-- What this task involves --
Set down, without alteration, the lines from the one that contains "For every instance of the group" through the final line of the material below.

-- Exercise data --
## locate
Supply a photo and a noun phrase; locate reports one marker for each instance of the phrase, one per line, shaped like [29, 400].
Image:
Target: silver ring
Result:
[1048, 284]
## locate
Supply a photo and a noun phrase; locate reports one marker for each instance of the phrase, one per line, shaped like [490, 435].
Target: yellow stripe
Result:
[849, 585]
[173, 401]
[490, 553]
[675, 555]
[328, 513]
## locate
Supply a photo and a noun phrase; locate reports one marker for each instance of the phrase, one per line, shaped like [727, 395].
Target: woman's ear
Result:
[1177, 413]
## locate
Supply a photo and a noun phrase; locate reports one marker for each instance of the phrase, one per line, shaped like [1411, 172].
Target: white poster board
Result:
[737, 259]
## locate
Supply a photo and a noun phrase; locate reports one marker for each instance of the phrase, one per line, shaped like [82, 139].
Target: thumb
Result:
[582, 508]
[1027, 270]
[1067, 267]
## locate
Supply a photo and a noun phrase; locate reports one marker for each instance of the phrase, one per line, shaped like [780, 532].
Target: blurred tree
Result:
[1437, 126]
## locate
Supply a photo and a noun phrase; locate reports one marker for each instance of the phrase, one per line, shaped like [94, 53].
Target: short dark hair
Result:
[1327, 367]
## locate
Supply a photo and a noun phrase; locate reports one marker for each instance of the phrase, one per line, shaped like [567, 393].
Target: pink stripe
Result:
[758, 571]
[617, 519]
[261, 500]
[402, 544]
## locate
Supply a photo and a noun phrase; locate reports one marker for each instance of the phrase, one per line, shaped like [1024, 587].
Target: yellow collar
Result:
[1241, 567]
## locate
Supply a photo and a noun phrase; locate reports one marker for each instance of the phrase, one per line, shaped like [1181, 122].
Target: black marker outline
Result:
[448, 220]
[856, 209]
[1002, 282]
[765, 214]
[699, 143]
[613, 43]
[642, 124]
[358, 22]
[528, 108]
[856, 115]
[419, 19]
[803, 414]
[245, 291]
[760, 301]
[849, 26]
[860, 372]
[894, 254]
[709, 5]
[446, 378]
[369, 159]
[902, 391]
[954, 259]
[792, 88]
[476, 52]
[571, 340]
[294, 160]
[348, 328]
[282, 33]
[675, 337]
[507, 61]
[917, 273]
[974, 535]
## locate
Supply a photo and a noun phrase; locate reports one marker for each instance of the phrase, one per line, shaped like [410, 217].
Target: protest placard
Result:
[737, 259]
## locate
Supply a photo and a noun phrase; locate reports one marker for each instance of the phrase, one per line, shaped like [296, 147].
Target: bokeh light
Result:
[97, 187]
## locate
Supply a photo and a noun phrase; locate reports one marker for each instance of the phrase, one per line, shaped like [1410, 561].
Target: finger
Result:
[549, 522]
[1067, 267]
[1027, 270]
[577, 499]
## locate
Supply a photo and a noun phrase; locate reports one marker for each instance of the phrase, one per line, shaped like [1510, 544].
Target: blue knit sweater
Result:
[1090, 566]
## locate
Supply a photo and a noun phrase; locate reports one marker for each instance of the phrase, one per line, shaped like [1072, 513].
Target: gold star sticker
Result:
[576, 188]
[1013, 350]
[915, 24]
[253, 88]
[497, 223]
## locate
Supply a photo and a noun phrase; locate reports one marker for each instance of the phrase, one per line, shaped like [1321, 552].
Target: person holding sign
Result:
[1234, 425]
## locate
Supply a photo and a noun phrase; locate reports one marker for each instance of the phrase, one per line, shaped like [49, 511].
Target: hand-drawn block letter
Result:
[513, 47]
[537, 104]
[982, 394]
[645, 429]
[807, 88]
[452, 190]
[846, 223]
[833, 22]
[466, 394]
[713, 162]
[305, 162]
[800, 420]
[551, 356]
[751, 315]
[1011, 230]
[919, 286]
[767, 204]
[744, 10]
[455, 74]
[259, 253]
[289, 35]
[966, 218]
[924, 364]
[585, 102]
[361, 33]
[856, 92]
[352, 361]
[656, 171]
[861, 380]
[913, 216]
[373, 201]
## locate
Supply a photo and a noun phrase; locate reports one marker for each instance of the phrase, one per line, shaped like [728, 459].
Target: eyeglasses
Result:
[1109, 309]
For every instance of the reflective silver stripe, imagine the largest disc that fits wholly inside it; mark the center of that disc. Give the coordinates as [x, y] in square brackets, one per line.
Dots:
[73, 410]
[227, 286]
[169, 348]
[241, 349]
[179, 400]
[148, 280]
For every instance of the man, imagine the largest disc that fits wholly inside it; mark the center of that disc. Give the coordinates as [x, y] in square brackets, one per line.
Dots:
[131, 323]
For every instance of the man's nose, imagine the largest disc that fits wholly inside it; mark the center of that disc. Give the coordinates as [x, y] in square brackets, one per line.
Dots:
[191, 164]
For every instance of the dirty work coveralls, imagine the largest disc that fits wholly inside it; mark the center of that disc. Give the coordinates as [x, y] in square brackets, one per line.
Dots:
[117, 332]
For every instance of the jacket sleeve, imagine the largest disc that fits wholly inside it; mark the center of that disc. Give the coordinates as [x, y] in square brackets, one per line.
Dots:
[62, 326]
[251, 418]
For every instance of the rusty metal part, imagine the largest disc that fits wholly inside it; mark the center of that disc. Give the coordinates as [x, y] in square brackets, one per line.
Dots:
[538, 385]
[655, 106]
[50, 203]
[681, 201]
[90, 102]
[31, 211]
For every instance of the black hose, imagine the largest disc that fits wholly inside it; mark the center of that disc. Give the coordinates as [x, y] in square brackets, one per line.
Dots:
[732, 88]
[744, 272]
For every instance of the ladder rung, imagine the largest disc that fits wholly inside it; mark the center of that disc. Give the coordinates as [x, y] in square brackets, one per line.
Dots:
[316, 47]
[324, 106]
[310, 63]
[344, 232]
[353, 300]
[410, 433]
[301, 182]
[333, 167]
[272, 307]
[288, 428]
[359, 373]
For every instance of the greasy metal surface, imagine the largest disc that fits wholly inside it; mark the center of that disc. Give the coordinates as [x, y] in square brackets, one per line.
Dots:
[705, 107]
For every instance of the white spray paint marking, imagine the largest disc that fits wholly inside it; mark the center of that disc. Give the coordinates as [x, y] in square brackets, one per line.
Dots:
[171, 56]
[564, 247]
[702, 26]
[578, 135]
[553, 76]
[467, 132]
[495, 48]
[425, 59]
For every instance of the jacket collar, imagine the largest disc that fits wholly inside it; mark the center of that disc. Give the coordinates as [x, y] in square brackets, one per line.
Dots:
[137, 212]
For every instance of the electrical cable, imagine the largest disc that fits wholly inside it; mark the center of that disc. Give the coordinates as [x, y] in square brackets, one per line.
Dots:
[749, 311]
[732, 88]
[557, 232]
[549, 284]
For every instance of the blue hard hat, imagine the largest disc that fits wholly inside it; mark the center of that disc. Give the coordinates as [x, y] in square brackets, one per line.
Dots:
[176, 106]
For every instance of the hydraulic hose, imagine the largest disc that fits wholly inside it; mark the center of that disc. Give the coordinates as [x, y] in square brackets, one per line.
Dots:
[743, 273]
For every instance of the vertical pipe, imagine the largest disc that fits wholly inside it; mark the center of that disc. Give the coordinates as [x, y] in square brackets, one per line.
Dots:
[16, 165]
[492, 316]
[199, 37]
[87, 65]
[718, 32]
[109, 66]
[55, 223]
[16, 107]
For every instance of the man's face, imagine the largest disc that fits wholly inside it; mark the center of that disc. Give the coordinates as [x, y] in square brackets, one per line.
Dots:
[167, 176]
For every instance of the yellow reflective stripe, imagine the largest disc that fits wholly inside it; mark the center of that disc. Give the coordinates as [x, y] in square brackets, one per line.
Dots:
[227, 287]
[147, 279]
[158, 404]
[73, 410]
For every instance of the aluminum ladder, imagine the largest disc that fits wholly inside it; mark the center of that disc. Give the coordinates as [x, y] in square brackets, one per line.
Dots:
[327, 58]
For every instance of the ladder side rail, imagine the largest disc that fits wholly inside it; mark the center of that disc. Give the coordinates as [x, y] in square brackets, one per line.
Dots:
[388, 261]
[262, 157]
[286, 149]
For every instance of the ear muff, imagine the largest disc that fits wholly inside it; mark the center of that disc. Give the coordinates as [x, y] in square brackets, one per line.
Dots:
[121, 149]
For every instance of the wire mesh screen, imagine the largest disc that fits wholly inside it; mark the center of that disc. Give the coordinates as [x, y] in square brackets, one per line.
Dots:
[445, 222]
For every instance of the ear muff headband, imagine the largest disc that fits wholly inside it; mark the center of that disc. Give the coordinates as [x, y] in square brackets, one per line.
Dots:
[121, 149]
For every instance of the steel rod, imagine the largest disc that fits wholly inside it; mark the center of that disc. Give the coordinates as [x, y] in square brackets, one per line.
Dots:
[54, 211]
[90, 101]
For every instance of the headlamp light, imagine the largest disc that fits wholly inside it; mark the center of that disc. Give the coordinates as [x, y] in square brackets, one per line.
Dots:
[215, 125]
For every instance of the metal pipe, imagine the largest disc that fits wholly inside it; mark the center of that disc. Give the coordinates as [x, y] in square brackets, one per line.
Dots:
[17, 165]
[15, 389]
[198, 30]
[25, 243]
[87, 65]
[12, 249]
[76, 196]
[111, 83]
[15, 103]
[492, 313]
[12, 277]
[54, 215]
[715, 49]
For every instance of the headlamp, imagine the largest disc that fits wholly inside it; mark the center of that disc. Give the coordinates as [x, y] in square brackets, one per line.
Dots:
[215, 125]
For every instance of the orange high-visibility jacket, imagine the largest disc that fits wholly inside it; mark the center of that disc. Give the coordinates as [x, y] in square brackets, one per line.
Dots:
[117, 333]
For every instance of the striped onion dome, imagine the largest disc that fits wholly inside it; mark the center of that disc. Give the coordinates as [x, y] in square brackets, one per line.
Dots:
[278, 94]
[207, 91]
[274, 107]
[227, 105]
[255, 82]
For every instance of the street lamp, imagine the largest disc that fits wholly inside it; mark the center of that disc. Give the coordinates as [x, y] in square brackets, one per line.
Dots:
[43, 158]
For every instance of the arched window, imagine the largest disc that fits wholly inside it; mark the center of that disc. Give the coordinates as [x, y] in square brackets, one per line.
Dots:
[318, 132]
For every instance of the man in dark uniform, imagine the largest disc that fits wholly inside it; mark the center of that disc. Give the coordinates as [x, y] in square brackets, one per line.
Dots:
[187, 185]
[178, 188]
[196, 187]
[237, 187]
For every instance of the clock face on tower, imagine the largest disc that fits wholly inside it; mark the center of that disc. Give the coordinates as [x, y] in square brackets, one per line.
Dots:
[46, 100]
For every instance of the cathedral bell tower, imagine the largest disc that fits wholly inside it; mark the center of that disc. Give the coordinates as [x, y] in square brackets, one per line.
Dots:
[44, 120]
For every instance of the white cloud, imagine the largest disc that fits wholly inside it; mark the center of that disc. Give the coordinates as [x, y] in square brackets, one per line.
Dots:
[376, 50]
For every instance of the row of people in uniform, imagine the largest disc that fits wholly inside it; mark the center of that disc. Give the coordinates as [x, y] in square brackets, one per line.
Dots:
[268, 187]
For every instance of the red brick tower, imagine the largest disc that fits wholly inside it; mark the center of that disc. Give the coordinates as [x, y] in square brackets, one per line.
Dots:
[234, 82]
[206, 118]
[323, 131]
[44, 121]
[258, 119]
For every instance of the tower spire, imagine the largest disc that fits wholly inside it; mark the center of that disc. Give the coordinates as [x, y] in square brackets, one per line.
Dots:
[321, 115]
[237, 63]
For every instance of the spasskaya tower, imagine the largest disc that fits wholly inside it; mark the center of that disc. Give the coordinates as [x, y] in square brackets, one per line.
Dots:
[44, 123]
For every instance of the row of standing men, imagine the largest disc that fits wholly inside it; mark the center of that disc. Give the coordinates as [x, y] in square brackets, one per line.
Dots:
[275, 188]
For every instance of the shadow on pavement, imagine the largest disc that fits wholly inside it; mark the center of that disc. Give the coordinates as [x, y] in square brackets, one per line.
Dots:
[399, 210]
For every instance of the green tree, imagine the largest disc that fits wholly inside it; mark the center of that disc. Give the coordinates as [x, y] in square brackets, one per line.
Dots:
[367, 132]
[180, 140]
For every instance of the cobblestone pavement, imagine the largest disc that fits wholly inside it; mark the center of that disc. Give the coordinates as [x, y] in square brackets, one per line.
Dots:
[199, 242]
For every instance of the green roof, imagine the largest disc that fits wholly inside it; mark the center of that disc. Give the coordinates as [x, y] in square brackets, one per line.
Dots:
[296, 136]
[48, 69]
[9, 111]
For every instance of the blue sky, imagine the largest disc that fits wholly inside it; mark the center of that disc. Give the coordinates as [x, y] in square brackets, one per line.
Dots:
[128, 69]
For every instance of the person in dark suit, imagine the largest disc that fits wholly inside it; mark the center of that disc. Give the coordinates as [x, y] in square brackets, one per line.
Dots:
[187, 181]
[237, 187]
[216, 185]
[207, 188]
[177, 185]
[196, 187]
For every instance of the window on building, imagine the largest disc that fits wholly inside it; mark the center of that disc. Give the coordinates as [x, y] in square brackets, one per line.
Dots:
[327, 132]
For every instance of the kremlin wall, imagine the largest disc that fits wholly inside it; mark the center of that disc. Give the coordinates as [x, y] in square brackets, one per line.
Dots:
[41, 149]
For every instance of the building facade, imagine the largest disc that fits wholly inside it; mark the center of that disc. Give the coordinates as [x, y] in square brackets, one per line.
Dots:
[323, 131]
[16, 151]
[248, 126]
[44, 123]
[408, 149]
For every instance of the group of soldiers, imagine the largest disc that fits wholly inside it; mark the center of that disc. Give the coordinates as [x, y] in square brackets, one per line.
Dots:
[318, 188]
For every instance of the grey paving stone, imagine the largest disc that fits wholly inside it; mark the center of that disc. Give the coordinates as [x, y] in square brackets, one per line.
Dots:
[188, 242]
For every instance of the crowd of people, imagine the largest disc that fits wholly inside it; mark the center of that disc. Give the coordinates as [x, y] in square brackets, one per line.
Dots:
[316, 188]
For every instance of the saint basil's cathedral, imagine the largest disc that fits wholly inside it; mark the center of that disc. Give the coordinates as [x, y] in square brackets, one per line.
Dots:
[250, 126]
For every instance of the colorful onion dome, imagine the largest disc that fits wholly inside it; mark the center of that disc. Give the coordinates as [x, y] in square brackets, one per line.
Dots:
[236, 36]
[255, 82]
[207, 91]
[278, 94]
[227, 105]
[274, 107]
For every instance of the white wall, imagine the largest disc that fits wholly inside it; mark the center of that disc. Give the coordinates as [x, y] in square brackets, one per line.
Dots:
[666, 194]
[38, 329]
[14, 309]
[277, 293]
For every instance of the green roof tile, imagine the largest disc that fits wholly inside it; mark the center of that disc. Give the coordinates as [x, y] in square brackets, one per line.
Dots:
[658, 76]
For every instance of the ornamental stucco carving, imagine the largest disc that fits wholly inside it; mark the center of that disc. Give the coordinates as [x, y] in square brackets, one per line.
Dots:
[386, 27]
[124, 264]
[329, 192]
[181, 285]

-- Complete output --
For every instance of the group of soldiers, imagine the largest disc that fits wholly inside it; mark the center of that disc. Give the coordinates as [x, y] in square brackets, one per line.
Dots:
[318, 188]
For every instance of the grey paving stone, imagine the largest disc that fits wholly inside it; mark the center of that disc. Give the coordinates as [x, y] in square brackets, one per line.
Dots:
[188, 242]
For every instance of the crowd of people, imagine the largest disc that fits wholly inside it; mark the center of that disc. Give the coordinates as [x, y] in square brackets, one per line.
Dots:
[316, 188]
For every instance of the saint basil's cathedral, imagine the largest disc that fits wholly inside it; mark the center of that disc. Give the coordinates as [x, y] in square brackets, one per line.
Dots:
[250, 126]
For every instance of the colorful onion dome, imagine the largest disc that fits wholly inside it; mark the center of that disc. Give the coordinates as [x, y] in square brackets, one per line.
Dots:
[236, 36]
[255, 82]
[207, 91]
[278, 94]
[227, 105]
[274, 107]
For every instance of the white wall, imagine the largest disc that fits wholly inside it; mark the center of that disc. Give the coordinates as [x, y] in square brackets, one per line.
Dots:
[666, 194]
[38, 329]
[14, 309]
[277, 293]
For every instance of the green roof tile, imagine the largest disc that fits wholly inside it; mark the center of that disc. Give the coordinates as [x, y] in square brackets, one per line.
Dots:
[658, 76]
For every instance of the ornamental stucco carving, imagine the largest disc that fits wholly inside it; mark the center of that disc. Give the coordinates as [x, y] in square brackets, one per line.
Dots:
[386, 27]
[124, 264]
[329, 192]
[181, 285]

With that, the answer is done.